Direction => Render each line of the material below as an item in a numbered list, omitting blank lines.

Data section =>

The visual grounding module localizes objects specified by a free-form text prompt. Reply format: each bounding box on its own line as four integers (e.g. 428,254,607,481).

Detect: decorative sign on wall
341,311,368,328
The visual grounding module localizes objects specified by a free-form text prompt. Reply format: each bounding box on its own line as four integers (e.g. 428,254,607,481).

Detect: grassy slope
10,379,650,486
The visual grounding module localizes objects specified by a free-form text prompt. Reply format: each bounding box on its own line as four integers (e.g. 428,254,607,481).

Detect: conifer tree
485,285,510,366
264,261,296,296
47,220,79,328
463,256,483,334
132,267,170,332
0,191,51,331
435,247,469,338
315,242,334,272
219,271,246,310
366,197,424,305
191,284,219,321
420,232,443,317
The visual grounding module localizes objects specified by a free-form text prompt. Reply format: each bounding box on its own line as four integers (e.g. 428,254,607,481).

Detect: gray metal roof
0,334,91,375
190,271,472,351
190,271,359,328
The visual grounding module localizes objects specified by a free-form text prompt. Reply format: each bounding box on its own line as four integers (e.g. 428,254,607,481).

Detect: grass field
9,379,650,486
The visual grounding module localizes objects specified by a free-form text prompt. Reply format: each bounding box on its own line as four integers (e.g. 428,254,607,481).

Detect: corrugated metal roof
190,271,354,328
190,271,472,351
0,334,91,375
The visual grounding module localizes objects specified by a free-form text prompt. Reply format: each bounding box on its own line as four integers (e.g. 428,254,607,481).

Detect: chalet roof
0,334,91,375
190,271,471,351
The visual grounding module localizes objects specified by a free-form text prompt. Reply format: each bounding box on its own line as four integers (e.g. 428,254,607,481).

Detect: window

Answer for this exercise =>
1. The visual grounding module localizes objects specified by a free-form text prompt. Reply format: each bounding box on its own line as four integers (e.g. 428,254,607,481).
2. Detect: decorative sign on wall
3. 341,311,368,328
4. The visual grounding module localizes objects specified by a free-form text prompt. Reply format: each bounding box on its own line as four integers (e.g. 428,254,607,481).
5. Detect: grassy slope
6. 10,379,650,486
7. The visual grounding module localizes objects specified by a free-form text prompt. Reply format: each bounding box on its own line as four integers (e.g. 428,254,607,481).
8. Detect: conifer tree
9. 485,285,510,366
10. 264,261,296,296
11. 47,220,79,328
12. 463,256,483,334
13. 132,267,170,332
14. 0,191,51,331
15. 435,247,469,338
16. 315,242,334,272
17. 219,271,246,310
18. 366,197,424,305
19. 191,284,219,321
20. 420,232,443,317
21. The visual grounding module localizes objects specified by a free-form text prompt. Reply format: each bounding box on its own line as four integers (e.g. 428,254,607,481).
22. Detect: gray metal roof
23. 0,334,91,375
24. 190,271,472,351
25. 190,271,359,328
26. The visual grounding module localizes objects specified by a free-form text prompt. Reply format: each bounding box on its own line as four integers (e.g. 428,254,607,481).
27. Detect: grass field
28. 9,379,650,486
29. The visual grounding module localizes objects specified by a free-form text prompt. Reply format: each bounding box on its own line as four integers (e.g. 428,254,607,481).
30. Detect: corrugated metal roof
31. 190,271,354,328
32. 190,271,472,351
33. 0,334,91,375
34. The visual grounding module localizes objects specified by a free-form text prompt. Reply format: each bounding box on its own line as four integers (e.g. 428,254,607,481).
35. Detect: chalet roof
36. 0,334,91,375
37. 190,271,471,351
38. The visual grounding module localizes objects specified by a free-form text prompt. Reply format: each bounding box on its own line as four integers (e.g. 428,254,607,481).
39. Detect: window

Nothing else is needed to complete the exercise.